— begin Page —

# To 5D Mark III Users; does it tend to underexpose?



## dorian7 (Oct 24, 2012)

Last weekend I got my 5D3 and have been learning all about the new features and trying to get everything dialed in. One thing I noticed is that it seems like the camera has a tendency to underexpose photos. Do other users find this to be the case as well? It certainly doesn't do it all the time but it has a "tendency." Yesterday I was shooting outside while it was overcast and I was having a hard time with things that had darker colors being underexposed. The camera is on RAW and Evaluative metering mode. I just wanted to check if this was normal, and also I am talking abot 1/3-2/3 underexposed. Nothing crazy. Any no, mine is not one effected by the light leak.


----------



## MLeeK (Oct 24, 2012)

You have to meter properly. If you are shooting outside where there is loads of bright sky, the bright sky tells the meter that it's bright out. Of course it would underexpose the subject. In which case you'd need to either spot meter or perhaps center weighted average. It's going to be a much better metering than your 50D is.


----------



## dorian7 (Oct 24, 2012)

— end Page —
— begin Data supplied —

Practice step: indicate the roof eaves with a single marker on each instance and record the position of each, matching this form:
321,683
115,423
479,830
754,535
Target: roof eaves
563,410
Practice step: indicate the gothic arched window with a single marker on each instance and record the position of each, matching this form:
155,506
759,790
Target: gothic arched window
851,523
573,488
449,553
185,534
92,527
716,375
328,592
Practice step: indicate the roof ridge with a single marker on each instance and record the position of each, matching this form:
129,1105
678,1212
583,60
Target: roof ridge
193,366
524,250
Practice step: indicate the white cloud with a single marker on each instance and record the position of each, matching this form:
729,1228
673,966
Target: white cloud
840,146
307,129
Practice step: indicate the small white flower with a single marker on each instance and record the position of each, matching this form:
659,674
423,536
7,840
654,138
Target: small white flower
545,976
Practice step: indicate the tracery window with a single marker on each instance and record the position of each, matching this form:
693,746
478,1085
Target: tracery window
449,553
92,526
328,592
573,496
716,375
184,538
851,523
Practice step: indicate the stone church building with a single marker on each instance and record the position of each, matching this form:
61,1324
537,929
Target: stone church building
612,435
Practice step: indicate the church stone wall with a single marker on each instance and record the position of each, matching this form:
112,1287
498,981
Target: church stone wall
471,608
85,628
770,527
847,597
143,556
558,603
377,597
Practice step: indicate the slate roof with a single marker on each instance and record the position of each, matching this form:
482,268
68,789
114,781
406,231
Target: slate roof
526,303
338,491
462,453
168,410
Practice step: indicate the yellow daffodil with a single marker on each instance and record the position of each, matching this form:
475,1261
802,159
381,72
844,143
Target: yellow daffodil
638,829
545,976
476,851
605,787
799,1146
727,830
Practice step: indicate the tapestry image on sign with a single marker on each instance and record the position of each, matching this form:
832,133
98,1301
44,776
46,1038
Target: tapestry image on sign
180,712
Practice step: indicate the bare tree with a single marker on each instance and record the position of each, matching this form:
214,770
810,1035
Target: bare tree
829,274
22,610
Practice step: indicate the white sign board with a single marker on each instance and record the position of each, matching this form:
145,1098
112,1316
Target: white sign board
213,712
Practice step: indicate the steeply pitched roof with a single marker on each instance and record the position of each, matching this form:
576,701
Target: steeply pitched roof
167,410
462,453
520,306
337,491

— end Data supplied —
— begin Data supplied —

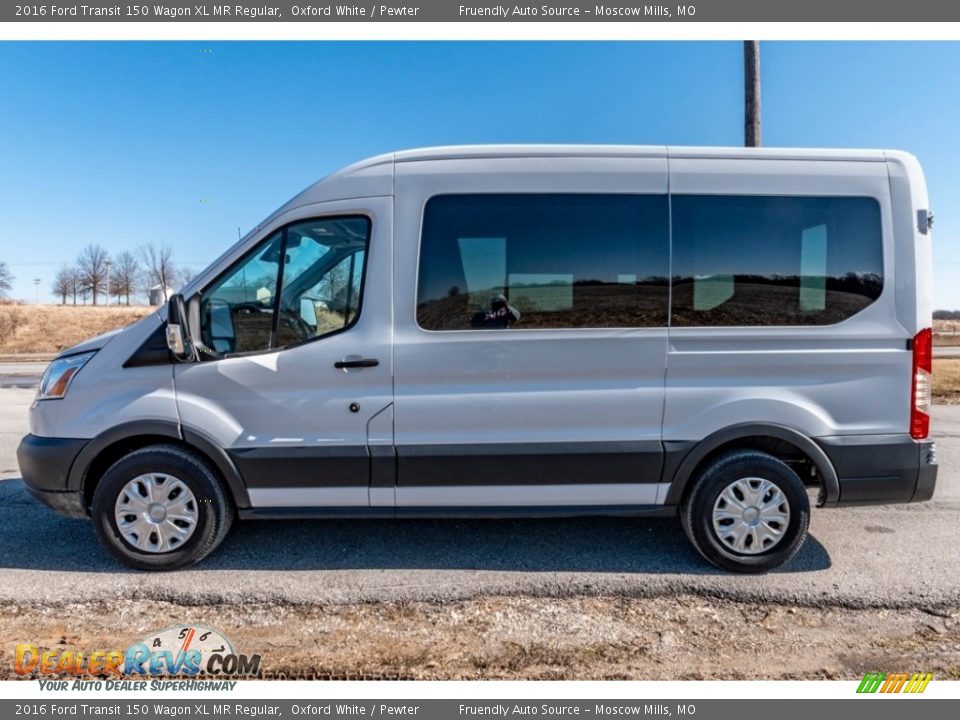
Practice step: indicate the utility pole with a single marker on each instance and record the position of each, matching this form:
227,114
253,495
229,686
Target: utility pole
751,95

— end Data supplied —
— begin Data supplied —

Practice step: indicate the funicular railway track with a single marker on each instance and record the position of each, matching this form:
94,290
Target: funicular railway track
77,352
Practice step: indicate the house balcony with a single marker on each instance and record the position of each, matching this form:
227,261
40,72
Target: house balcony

— end Data supplied —

- [Set of tasks]:
[1] Based on the forum thread about 5D Mark III exposure, state whether each statement agrees with the thread, answering yes or no and quoting the deciding words: (a) The first poster shoots in RAW with Evaluative metering. (b) The underexposure the first poster describes amounts to about two full stops. (c) The reply recommends spot metering or center weighted average.
[2] Transcribe the passage of the forum thread about 5D Mark III exposure that opens with the words containing "# To 5D Mark" and closes with "MLeeK (Oct 24, 2012)".
[3] Pick up the forum thread about 5D Mark III exposure and continue it from the point at which it stops.

- [Answers in order]:
[1]
(a) Yes: "The camera is on RAW and Evaluative metering mode."
(b) No: "I am talking abot 1/3-2/3 underexposed."
(c) Yes: "In which case you'd need to either spot meter or perhaps center weighted average."

[2]
# To 5D Mark III Users; does it tend to underexpose?



## dorian7 (Oct 24, 2012)

Last weekend I got my 5D3 and have been learning all about the new features and trying to get everything dialed in. One thing I noticed is that it seems like the camera has a tendency to underexpose photos. Do other users find this to be the case as well? It certainly doesn't do it all the time but it has a "tendency." Yesterday I was shooting outside while it was overcast and I was having a hard time with things that had darker colors being underexposed. The camera is on RAW and Evaluative metering mode. I just wanted to check if this was normal, and also I am talking abot 1/3-2/3 underexposed. Nothing crazy. Any no, mine is not one effected by the light leak.


----------



## MLeeK (Oct 24, 2012)

[3]
MLeeK said:


> You have to meter properly. If you are shooting outside where there is loads of bright sky, the bright sky tells the meter that it's bright out. Of course it would underexpose the subject. In which case you'd need to either spot meter or perhaps center weighted average. It's going to be a much better metering than your 50D is.



I certainly need to practice with the different metering modes and I don't expect to just have it on evaluative and it be perfect but I am just trying to see if this is a tendency of this camera or if mine specifically has an issue. It also does it indoors as well but more often outside.


----------



## MLeeK (Oct 24, 2012)

If  you feel it may be a problem, switch to spot metering, print off a gray card and fill the frame with the gray card. See where exposure falls then


----------



## MLeeK (Oct 24, 2012)

If you can't print off a gray card, take a shot that is filled with grass. Grass is generally a good middle gray and when exposed for 0 should be SLIGHTLY darker than what you see. Heavy on the slight. Grass is what I meter for every football game, portrait, etc that is outdoors. I set my camera to expose grass at about 0 or 1/3 stop under.


----------



## Overread (Oct 24, 2012)

Most DSLR meters will have a slight bias which can vary a little in different lighting situations. If there is any bias that you can detect best thing is to use exposure compensation or just adjust the exposure yourself (if in full manual) to compensate.


----------



## dorian7 (Oct 24, 2012)

MLeeK said:


> If  you feel it may be a problem, switch to spot metering, print off a gray card and fill the frame with the gray card. See where exposure falls then



I should be able to do this. Is the idea of this test that the grey card be exposed perfectly? I did a quick search but couldn't really find how to evaluate the test results...


----------



## MLeeK (Oct 24, 2012)

Yes, the gray card should be right around perfect exposure. Same with the grass.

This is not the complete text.